[Stored records]

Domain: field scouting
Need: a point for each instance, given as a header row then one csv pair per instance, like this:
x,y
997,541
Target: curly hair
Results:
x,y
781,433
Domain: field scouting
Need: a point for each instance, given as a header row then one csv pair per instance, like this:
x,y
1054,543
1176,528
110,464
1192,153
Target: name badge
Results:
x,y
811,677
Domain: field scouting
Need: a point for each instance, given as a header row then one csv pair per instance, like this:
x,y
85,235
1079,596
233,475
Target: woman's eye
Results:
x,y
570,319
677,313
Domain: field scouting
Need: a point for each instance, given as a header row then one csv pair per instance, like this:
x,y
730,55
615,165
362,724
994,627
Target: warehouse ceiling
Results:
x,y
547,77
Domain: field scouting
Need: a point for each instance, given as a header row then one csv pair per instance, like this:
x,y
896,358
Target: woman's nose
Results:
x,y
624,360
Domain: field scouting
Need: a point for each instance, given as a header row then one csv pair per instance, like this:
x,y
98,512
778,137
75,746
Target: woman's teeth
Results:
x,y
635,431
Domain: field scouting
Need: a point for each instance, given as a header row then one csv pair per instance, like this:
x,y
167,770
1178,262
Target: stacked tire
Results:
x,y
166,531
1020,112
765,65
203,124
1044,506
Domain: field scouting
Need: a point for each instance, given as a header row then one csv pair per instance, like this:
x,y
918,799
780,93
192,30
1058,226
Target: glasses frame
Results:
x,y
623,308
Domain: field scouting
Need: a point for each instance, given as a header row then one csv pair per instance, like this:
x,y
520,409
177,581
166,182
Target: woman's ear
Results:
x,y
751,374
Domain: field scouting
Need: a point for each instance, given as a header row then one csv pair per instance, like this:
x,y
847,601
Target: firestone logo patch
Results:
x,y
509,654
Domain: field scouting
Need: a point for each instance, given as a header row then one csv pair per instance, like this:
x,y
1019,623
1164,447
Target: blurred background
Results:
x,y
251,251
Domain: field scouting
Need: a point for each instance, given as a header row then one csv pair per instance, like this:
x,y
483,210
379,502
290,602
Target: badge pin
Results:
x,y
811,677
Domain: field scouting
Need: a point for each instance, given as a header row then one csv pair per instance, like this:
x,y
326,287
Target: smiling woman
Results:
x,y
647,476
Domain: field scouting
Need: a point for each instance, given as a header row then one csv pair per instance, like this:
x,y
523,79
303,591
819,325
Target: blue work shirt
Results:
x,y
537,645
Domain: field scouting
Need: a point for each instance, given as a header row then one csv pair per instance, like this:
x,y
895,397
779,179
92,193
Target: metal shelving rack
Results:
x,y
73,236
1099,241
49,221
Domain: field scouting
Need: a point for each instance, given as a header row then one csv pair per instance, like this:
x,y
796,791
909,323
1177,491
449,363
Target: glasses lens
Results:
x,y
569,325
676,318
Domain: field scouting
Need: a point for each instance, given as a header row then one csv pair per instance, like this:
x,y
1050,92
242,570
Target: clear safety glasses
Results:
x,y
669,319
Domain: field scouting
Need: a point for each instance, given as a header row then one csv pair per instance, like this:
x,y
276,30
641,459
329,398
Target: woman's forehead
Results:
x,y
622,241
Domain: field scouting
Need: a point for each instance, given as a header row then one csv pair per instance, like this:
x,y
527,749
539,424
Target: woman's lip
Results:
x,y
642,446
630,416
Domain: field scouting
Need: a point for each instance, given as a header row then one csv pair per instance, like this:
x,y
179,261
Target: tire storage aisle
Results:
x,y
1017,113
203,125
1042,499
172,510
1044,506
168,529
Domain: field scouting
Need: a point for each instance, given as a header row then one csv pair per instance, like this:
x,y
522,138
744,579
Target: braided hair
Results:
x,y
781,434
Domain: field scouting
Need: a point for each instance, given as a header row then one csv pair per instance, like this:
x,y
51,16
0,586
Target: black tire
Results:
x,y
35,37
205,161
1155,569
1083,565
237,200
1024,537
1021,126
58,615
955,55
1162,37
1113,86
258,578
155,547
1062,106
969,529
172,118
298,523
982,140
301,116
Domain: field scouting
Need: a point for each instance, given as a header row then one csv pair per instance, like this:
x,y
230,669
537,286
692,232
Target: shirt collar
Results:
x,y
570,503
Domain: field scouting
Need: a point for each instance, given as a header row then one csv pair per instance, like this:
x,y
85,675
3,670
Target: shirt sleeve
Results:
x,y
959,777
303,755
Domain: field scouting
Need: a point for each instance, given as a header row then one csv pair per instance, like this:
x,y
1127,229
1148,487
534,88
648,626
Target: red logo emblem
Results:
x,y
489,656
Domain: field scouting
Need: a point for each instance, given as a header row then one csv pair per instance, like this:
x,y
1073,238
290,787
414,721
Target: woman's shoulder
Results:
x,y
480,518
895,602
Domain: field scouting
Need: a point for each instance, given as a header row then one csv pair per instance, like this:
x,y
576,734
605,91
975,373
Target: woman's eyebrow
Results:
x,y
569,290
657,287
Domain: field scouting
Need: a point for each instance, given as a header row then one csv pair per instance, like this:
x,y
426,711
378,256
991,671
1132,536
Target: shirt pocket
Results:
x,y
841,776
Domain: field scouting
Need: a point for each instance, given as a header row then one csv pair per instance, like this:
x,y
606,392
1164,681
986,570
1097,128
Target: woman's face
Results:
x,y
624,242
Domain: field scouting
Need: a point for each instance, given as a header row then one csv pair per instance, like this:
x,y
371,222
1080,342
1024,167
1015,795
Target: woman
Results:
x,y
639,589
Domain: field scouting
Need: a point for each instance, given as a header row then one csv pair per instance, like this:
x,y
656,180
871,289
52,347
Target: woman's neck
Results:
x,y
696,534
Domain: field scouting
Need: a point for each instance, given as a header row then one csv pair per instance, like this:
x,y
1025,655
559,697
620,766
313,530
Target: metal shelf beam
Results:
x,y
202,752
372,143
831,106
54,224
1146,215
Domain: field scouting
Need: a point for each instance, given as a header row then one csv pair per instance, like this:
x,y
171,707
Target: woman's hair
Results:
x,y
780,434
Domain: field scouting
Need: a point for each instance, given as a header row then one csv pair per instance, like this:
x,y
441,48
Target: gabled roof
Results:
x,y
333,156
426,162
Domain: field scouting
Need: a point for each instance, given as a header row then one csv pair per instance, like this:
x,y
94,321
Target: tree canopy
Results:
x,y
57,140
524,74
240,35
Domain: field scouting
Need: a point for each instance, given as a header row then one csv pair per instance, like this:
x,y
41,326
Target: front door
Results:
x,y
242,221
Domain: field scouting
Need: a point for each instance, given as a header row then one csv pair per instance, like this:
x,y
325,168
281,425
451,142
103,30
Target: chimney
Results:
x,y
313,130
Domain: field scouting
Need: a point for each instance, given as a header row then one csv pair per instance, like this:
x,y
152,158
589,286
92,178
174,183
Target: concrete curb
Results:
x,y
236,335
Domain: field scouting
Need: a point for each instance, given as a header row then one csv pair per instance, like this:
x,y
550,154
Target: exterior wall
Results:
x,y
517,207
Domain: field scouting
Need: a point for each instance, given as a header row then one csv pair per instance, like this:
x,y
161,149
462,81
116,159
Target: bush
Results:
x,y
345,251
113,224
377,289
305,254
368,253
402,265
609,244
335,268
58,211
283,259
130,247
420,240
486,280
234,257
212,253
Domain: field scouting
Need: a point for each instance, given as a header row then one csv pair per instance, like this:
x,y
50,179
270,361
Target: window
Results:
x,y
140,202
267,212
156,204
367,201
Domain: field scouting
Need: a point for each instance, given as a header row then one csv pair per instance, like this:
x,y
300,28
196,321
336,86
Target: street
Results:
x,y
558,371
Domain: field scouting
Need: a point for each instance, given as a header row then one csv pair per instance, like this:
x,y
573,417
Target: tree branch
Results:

[Job] Count the lines above that contain the word "metal" and reply with only that number.

[Solution to this exercise] 2